**QUESTIONS ON THE MATERIAL:**
**A)** Revise the sports piece between "I’d far rather" and "sport—and it’s dull.", inclusive, replacing "high school wrestling" with "college wrestling".
**B)** According to the sports piece, which team did Clay Buchholz pitch a no-hitter against?

Monday, September 3, 2007

The Way Sports Should Be

Clay Buchholz brought a welcome fresh breeze to sports news Saturday night when the rookie pitched a no-hitter against Baltimore the same day he was called up to the Red Sox.

Seeing Barry Bonds break Hank Aaron’s record under a steroid cloud was news for a day or two. Who cares? What’s inspiring about drug-induced performance? Hank Aaron is clearly still the more inspiring player. When Buchholz reached deep down to pull off such a great start to his major league career—that’s inspiring, that’s fun to watch, that’s worth talking about and remembering. And even better is that this was also a TEAM effort—second baseman Dustin Pedroia saved this no-hitter with a spectacular catch and throw in the seventh inning, and certainly catcher Jason Varitek played no small role in this success.

When professionals forget why we like to watch sports in the first place, the games are dull. Sure, no one wants to cheer for NFL’s Michael Vick, a stupid, mean criminal, but the slide in quality goes beyond that. Basketball writers, for example, are complaining that while the NBA is chock full of stars, the games have become slow, with few points scored, since the stars insist on making spectacular shots, sacrificing fundamentals and team play, and so make too many mistakes when the play is fast. What happened to the hard work needed for precision? The drive to be a star and to win at all costs kills it. Maybe it’s too much TV exposure.

I’d far rather watch high school wrestling than the silly, scripted presentation euphemistically call professional “wrestling.” It’s a show, a movie, theater, not a sport—and it’s dull.

**GIVEN ENTRIES:**
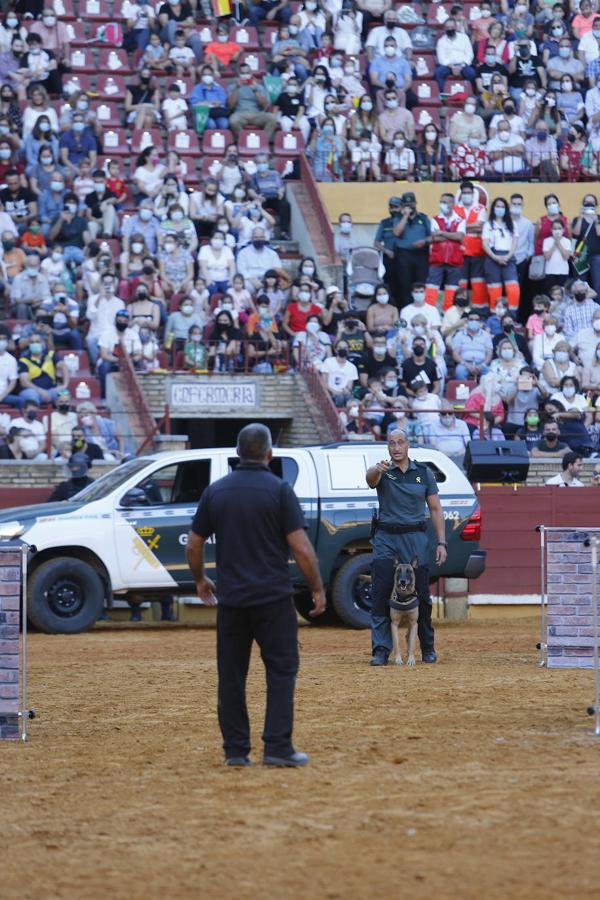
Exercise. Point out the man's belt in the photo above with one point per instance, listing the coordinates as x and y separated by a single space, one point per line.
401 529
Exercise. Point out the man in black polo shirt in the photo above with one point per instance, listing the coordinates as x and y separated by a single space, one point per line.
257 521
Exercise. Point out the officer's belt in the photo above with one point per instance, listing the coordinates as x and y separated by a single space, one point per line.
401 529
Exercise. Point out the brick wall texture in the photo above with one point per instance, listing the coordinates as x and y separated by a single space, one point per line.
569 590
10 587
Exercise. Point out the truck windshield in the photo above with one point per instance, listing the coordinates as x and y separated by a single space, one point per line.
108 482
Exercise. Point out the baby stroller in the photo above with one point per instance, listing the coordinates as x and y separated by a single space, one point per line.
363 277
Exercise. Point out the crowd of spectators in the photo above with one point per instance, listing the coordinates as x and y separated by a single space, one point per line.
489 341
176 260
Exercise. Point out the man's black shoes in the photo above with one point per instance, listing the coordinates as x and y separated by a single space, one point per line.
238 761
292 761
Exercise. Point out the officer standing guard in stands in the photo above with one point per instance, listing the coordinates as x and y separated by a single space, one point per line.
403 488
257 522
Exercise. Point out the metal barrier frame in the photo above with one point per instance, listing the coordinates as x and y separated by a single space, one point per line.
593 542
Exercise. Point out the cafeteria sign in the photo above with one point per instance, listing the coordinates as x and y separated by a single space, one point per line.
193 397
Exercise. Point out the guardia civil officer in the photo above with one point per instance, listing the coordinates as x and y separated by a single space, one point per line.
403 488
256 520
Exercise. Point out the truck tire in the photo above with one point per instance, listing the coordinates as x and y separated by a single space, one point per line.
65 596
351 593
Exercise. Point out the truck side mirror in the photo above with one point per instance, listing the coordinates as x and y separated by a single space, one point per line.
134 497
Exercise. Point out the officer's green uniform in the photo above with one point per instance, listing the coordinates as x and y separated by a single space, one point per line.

* * *

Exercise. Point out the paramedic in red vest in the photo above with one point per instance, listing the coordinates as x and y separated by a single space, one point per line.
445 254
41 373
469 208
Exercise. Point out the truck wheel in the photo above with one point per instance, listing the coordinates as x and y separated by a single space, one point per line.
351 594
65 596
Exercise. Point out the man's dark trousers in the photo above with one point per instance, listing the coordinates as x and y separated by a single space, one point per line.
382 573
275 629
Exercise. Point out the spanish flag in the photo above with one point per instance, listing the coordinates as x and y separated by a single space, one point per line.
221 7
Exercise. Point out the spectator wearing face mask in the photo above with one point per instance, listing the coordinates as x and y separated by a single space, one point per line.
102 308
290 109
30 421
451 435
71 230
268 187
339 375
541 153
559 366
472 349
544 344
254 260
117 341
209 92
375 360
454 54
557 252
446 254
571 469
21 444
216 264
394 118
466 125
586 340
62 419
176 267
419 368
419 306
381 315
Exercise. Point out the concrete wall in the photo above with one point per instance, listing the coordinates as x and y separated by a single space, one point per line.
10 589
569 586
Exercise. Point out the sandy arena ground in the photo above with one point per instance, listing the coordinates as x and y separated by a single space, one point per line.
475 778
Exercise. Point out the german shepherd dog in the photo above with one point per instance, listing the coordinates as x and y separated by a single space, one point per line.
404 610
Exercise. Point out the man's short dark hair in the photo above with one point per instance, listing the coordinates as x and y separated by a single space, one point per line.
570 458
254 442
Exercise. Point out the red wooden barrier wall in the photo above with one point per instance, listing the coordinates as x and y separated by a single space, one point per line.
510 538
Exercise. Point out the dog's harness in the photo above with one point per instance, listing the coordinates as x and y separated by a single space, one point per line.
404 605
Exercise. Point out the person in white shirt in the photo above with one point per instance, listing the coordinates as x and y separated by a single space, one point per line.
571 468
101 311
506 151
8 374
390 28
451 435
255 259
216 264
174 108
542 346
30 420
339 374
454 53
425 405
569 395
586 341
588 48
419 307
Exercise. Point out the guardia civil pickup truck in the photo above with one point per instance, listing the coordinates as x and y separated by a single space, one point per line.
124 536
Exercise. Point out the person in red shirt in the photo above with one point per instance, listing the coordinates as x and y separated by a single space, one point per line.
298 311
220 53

**ANSWERS TO THIS EXERCISE:**
**A)**
I’d far rather watch college wrestling than the silly, scripted presentation euphemistically call professional “wrestling.” It’s a show, a movie, theater, not a sport—and it’s dull.

**B)** Baltimore